Work to complete — Identify each line in the records that contains the string "verge", and copy those lines out whole. Matching is case-sensitive.

++++ Data for the task

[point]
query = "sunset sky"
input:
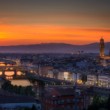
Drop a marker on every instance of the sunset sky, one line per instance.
(61, 21)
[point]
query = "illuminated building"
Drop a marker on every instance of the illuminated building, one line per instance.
(102, 46)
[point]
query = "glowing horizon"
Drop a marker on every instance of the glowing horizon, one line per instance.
(72, 22)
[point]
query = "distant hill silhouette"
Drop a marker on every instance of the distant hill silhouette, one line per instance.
(53, 48)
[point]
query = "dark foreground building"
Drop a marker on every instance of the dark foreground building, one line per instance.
(64, 99)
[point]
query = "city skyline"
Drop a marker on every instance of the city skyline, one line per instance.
(58, 21)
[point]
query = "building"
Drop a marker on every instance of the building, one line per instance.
(63, 98)
(104, 80)
(10, 102)
(102, 46)
(91, 79)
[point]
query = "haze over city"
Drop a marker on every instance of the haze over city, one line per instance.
(54, 21)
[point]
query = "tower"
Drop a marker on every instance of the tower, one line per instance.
(102, 46)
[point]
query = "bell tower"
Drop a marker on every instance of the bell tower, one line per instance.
(102, 46)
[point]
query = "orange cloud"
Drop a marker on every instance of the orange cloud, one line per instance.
(31, 34)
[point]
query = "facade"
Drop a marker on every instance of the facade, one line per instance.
(91, 79)
(14, 102)
(104, 81)
(102, 46)
(63, 99)
(101, 80)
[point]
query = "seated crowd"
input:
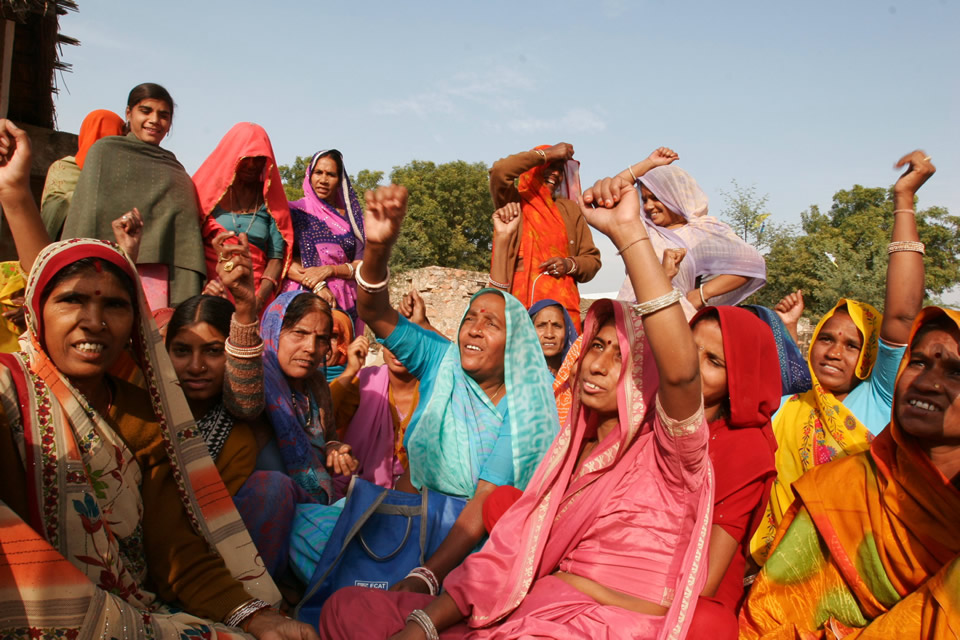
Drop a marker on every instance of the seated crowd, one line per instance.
(188, 417)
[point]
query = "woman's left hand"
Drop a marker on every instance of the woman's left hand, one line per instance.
(273, 625)
(556, 267)
(312, 276)
(340, 459)
(128, 232)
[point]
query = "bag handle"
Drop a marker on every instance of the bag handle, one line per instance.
(366, 547)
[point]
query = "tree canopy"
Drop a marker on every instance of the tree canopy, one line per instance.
(449, 212)
(843, 252)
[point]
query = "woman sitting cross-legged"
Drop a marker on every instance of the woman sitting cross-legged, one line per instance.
(609, 538)
(853, 363)
(113, 518)
(869, 548)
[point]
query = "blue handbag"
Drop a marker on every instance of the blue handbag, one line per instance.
(381, 535)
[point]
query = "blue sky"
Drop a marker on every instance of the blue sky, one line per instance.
(799, 99)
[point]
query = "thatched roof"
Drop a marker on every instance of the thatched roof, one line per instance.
(37, 45)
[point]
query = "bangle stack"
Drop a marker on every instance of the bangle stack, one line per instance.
(371, 288)
(244, 353)
(633, 243)
(427, 576)
(499, 285)
(420, 617)
(239, 616)
(244, 335)
(644, 309)
(907, 245)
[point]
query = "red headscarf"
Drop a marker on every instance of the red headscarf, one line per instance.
(98, 124)
(217, 173)
(742, 444)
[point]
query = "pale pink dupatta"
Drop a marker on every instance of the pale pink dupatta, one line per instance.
(561, 502)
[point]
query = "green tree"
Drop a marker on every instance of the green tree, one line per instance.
(448, 219)
(746, 213)
(843, 253)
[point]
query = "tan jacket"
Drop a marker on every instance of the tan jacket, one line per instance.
(580, 245)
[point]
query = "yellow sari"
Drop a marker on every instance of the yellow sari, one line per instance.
(815, 427)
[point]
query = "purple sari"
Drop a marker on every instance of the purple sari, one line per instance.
(324, 237)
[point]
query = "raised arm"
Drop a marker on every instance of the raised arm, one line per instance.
(505, 171)
(905, 286)
(618, 217)
(660, 157)
(386, 208)
(506, 228)
(19, 208)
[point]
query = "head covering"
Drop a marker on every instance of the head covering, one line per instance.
(98, 124)
(343, 331)
(563, 499)
(713, 248)
(544, 236)
(68, 440)
(794, 370)
(300, 438)
(814, 427)
(569, 330)
(742, 444)
(324, 237)
(459, 423)
(876, 532)
(219, 171)
(123, 172)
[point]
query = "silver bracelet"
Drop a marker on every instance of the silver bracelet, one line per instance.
(236, 617)
(371, 288)
(644, 309)
(420, 617)
(907, 245)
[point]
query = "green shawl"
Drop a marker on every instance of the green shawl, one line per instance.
(120, 173)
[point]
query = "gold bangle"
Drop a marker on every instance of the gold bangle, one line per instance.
(632, 243)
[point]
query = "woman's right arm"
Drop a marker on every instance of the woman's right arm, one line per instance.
(660, 157)
(617, 215)
(386, 208)
(19, 208)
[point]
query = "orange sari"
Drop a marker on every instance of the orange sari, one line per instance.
(544, 237)
(869, 548)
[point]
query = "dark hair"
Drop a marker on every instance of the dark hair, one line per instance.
(90, 264)
(150, 91)
(300, 306)
(337, 158)
(213, 310)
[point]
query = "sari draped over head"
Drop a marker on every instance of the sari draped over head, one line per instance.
(460, 425)
(742, 444)
(794, 370)
(569, 329)
(869, 548)
(12, 284)
(63, 174)
(300, 438)
(814, 427)
(122, 172)
(713, 248)
(81, 555)
(215, 177)
(324, 237)
(563, 499)
(545, 237)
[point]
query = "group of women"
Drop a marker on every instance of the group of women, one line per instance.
(632, 481)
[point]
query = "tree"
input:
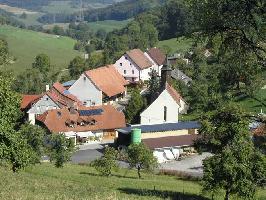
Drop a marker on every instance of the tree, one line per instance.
(153, 86)
(236, 31)
(3, 52)
(34, 135)
(141, 158)
(134, 107)
(13, 149)
(237, 167)
(60, 149)
(42, 63)
(107, 162)
(76, 67)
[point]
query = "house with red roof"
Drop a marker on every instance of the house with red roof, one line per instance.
(55, 98)
(98, 86)
(83, 122)
(135, 65)
(167, 106)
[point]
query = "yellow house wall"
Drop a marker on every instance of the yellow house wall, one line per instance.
(163, 134)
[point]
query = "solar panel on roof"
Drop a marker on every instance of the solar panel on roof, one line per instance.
(163, 127)
(90, 112)
(66, 92)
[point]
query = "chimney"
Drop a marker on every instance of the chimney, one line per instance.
(165, 74)
(47, 88)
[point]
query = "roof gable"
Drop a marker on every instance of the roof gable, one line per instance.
(27, 100)
(108, 80)
(139, 58)
(109, 118)
(174, 94)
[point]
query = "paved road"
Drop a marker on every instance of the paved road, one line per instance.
(191, 165)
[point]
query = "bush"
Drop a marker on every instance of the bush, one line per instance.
(107, 163)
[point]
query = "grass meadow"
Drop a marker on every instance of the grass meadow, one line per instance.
(180, 45)
(24, 45)
(82, 182)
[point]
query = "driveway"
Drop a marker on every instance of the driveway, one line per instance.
(191, 165)
(88, 152)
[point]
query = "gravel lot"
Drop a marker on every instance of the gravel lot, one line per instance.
(190, 165)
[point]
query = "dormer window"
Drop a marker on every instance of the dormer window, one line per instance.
(59, 114)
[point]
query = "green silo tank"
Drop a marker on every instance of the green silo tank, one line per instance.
(136, 136)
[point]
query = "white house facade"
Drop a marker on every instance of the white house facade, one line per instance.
(163, 110)
(45, 103)
(86, 91)
(135, 65)
(128, 69)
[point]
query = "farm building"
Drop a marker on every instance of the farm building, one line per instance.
(83, 123)
(167, 140)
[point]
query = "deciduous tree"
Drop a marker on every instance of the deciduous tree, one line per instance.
(107, 163)
(141, 158)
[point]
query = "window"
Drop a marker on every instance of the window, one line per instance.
(165, 113)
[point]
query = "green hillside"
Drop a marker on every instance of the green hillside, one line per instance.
(24, 45)
(108, 25)
(82, 182)
(176, 45)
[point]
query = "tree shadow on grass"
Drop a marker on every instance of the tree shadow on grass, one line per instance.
(112, 175)
(162, 194)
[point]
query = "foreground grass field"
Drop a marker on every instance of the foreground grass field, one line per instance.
(108, 25)
(82, 182)
(24, 45)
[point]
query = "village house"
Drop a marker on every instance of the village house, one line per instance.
(167, 106)
(136, 65)
(55, 98)
(83, 123)
(167, 141)
(98, 86)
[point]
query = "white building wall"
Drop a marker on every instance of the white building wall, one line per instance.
(127, 68)
(184, 107)
(86, 91)
(44, 104)
(155, 66)
(154, 114)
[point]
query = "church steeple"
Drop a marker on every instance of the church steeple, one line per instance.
(165, 73)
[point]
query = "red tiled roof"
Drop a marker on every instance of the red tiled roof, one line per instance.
(108, 80)
(174, 94)
(171, 141)
(139, 58)
(27, 100)
(56, 120)
(157, 55)
(59, 87)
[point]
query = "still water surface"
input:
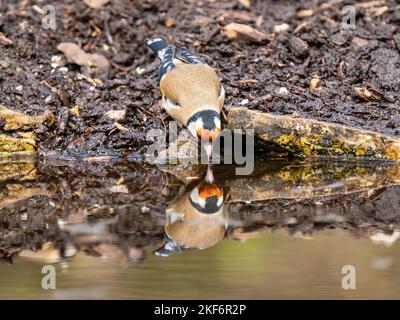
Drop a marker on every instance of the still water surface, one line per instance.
(103, 229)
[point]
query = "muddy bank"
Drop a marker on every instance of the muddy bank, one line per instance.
(305, 65)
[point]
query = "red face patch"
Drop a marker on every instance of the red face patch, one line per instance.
(208, 135)
(209, 190)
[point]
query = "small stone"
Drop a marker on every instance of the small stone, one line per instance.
(144, 209)
(140, 70)
(281, 27)
(298, 46)
(283, 91)
(305, 13)
(4, 64)
(5, 41)
(244, 102)
(116, 115)
(169, 23)
(75, 111)
(359, 42)
(314, 83)
(238, 31)
(119, 189)
(96, 4)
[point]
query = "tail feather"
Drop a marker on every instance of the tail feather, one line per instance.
(185, 55)
(158, 45)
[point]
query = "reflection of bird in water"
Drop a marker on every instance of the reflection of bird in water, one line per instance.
(195, 220)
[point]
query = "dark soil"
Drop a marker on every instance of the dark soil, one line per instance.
(316, 45)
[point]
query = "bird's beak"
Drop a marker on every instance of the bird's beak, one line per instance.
(208, 147)
(209, 176)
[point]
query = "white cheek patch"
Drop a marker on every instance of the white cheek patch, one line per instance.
(173, 217)
(168, 104)
(217, 122)
(194, 195)
(220, 200)
(222, 93)
(194, 126)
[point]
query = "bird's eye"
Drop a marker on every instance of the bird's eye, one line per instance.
(222, 92)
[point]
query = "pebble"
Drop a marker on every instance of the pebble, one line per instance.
(145, 209)
(281, 27)
(140, 70)
(298, 46)
(283, 91)
(244, 102)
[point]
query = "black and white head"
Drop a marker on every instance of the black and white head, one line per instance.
(206, 126)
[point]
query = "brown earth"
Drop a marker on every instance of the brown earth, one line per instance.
(359, 69)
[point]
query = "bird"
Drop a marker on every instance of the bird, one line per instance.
(195, 220)
(192, 93)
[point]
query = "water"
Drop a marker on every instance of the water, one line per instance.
(126, 231)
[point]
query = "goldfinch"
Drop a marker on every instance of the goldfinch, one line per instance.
(195, 220)
(192, 93)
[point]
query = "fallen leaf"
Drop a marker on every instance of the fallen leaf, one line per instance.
(237, 31)
(366, 94)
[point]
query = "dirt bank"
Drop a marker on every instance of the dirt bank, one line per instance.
(358, 69)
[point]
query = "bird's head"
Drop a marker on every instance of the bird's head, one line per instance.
(205, 125)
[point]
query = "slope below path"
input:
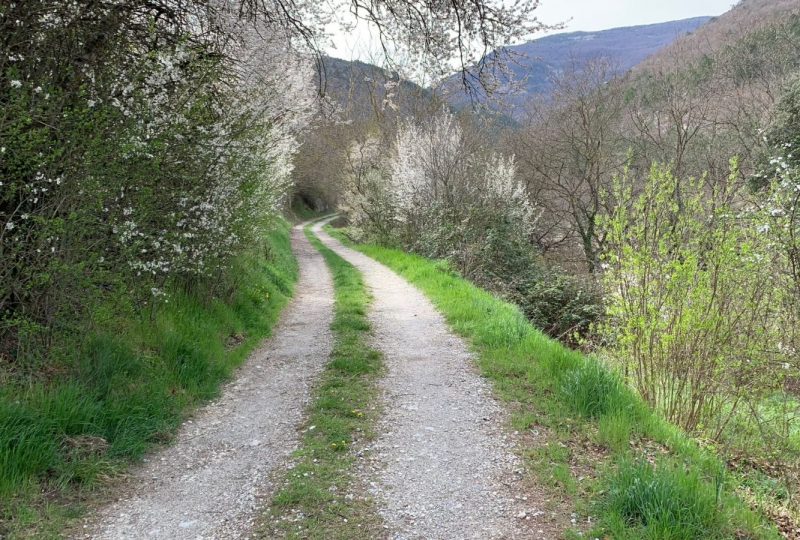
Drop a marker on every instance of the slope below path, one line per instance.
(210, 482)
(442, 466)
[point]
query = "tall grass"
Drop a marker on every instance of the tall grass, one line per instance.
(112, 394)
(576, 398)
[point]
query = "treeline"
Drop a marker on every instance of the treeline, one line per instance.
(143, 143)
(648, 217)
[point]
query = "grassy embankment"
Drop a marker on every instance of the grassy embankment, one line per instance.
(107, 396)
(318, 498)
(636, 475)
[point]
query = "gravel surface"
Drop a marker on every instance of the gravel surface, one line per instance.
(209, 483)
(443, 466)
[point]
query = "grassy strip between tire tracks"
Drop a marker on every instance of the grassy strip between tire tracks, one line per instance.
(630, 474)
(317, 498)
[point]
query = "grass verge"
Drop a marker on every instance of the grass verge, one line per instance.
(317, 498)
(106, 398)
(631, 474)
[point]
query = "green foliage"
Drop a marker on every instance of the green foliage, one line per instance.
(662, 502)
(691, 298)
(593, 390)
(126, 385)
(544, 380)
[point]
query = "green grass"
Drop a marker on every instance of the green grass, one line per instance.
(318, 498)
(635, 485)
(111, 395)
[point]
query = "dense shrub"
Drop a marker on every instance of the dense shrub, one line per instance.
(139, 144)
(441, 193)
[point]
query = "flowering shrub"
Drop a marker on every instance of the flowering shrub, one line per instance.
(441, 193)
(138, 145)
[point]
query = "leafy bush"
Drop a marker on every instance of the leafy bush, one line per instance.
(124, 387)
(134, 151)
(442, 194)
(691, 291)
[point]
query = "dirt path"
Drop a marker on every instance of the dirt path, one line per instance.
(442, 467)
(208, 484)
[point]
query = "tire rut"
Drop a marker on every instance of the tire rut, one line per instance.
(443, 466)
(210, 483)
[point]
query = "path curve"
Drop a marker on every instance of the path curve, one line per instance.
(442, 466)
(209, 483)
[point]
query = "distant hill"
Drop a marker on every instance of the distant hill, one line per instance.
(744, 18)
(538, 61)
(363, 90)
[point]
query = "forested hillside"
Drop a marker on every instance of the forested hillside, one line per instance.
(647, 217)
(582, 321)
(535, 65)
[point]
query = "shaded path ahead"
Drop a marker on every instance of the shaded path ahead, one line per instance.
(442, 466)
(208, 484)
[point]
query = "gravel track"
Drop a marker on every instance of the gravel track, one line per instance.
(208, 484)
(443, 466)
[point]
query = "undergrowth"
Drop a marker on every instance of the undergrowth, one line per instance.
(105, 398)
(632, 474)
(318, 498)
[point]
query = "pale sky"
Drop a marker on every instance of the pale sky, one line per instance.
(586, 15)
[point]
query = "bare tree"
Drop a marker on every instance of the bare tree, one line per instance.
(568, 152)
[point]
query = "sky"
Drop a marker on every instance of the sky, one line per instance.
(585, 15)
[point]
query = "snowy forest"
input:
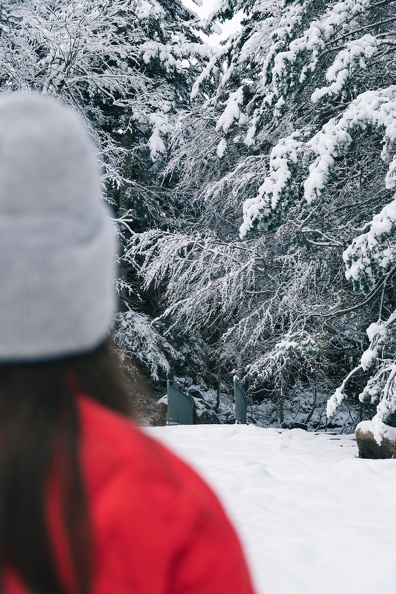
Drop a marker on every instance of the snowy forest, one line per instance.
(253, 188)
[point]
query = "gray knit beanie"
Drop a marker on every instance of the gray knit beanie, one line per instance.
(57, 244)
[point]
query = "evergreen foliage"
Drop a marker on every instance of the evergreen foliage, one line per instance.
(253, 185)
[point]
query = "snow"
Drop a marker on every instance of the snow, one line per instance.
(312, 516)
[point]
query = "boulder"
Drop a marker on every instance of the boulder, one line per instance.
(293, 425)
(369, 447)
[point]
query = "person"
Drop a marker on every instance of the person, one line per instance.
(89, 504)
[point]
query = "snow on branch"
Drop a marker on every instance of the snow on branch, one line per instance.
(289, 62)
(372, 108)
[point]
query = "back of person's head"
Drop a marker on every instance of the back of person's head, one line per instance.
(57, 253)
(56, 241)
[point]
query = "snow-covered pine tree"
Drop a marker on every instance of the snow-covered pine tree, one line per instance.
(326, 103)
(128, 67)
(297, 131)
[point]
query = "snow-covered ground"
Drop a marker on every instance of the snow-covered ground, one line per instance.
(313, 517)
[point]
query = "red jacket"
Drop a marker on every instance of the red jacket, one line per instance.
(158, 528)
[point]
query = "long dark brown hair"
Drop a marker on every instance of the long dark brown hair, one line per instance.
(39, 425)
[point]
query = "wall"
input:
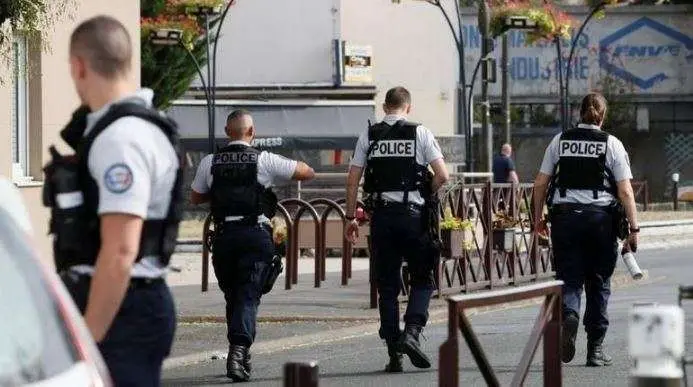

++++++++

Task solution —
query = "grass verge"
Drop a marker on every instance of the grass verge, one line per instance.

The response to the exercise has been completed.